The LCxLC background correction algorithm successfully corrects the background values in the regions of the chromatogram in which chemical analysis is performed. Fig. 4a graphs the values both before and after correction along the first dimension at a single row of data values (at 7.725 sec of the second-column separations, left-to-right in Fig. 2a). This row of data values was selected because no peak in any second-column separation is resolved at that time, so the values reflect only the baseline and noise. Before correction, the values decrease slightly from about −0.8 to −0.9 mAU (average-per-channel over all wavelengths) through the first half of the separation and then increase slightly to about −0.8 mAU at the end. (The spike at the initial sample falls outside the chromatographic range for chemical analysis and so is irrelevant.) After correction, the background values fall in a small range around zero (approximately −0.03 to 0.03 mAU), as desired. The local fluctuations related to noise remain, but the corrected baseline is very close to zero.

Figure 4
(a) Background values before (solid line) and after (dashed line) correction along a single row in the first dimension. A row with no analyte peaks was selected so that the values reflect only the baseline and noise. After correction, the values fluctuate ...

Fig. 4b graphs the background values along the second dimension (at 10.850 min of the first-column separation, bottom-to-top in Fig. 2a). Before correction, the background values fluctuate significantly, especially at the beginning and end of each secondary separation (the bottom and top in Fig. 2a). Some of the variations, such as those across the broad middle of the secondary separations are consistent across the image (left-to-right). Others, such as those at the top of the image are variable. In some regions outside the chromatographic range where chemical analysis is performed, the values change rapidly and inconsistently (e.g., the blotchy region at the top of the image) and are not fit by the smooth background model used by the algorithm. However, across the broad middle of the second column separations, the region in which chemical analysis is performed, the LCxLC background correction algorithm flattens the background values to near zero, as desired.

### EXTRACTED RECORDS
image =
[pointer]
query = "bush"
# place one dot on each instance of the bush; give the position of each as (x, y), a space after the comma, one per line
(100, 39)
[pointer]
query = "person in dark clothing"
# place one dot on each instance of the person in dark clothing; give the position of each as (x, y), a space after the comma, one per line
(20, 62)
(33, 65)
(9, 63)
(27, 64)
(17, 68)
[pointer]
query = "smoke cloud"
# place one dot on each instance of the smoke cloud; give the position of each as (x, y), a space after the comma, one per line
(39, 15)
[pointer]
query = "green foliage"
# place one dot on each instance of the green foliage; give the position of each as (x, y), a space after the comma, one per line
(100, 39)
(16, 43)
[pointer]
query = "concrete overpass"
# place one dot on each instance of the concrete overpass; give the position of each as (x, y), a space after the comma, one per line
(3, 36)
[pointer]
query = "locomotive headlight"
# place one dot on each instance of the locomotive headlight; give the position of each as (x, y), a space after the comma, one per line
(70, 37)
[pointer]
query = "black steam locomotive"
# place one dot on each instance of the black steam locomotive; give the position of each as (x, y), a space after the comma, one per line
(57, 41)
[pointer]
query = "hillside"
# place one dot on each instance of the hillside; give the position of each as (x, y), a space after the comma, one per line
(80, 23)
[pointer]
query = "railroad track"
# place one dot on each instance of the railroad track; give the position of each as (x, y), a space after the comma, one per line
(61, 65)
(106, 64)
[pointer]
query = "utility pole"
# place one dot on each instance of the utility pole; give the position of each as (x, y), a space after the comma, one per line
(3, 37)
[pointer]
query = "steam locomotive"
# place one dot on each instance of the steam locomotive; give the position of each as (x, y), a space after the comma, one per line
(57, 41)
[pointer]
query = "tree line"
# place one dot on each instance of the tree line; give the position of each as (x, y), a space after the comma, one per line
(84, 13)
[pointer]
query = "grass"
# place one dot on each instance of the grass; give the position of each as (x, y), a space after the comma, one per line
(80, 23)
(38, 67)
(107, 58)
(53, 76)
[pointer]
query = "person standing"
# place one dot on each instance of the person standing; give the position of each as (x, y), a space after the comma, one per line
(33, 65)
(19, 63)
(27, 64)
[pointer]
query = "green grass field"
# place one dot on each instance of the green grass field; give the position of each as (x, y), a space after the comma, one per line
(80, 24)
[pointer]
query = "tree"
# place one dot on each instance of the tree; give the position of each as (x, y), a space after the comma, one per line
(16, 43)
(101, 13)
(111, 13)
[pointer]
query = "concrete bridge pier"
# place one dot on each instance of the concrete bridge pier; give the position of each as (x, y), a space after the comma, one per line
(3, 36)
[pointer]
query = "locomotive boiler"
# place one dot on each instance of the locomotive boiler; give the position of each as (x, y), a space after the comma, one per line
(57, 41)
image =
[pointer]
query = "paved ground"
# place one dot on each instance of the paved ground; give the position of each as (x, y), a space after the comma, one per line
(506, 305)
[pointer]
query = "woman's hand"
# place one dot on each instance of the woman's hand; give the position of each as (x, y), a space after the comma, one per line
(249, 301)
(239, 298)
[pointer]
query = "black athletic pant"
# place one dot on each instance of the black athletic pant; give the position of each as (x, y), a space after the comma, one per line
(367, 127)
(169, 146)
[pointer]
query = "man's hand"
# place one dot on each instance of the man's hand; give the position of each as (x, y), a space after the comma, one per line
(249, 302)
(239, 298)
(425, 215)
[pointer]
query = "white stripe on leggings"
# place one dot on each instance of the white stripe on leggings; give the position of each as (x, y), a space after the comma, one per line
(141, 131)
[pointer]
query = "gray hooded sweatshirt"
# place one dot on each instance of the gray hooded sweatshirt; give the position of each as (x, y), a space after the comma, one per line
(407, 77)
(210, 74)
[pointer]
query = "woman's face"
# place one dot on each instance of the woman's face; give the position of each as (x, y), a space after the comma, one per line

### EXERCISE BRIEF
Check each statement against the text on LCxLC background correction. For each, answer yes or no and quote the words of the text that decide it.
(a) Before correction, the values along the selected first-dimension row start at about −0.8 mAU and fall to about −0.9 mAU.
(b) After correction, the local fluctuations related to noise are gone from that row.
(c) The smooth background model used by the algorithm fits the rapidly changing values in the blotchy region at the top of the image.

### OUTPUT OF THE TASK
(a) Yes: "the values decrease slightly from about −0.8 to −0.9 mAU"
(b) No: "The local fluctuations related to noise remain"
(c) No: "are not fit by the smooth background model used by the algorithm"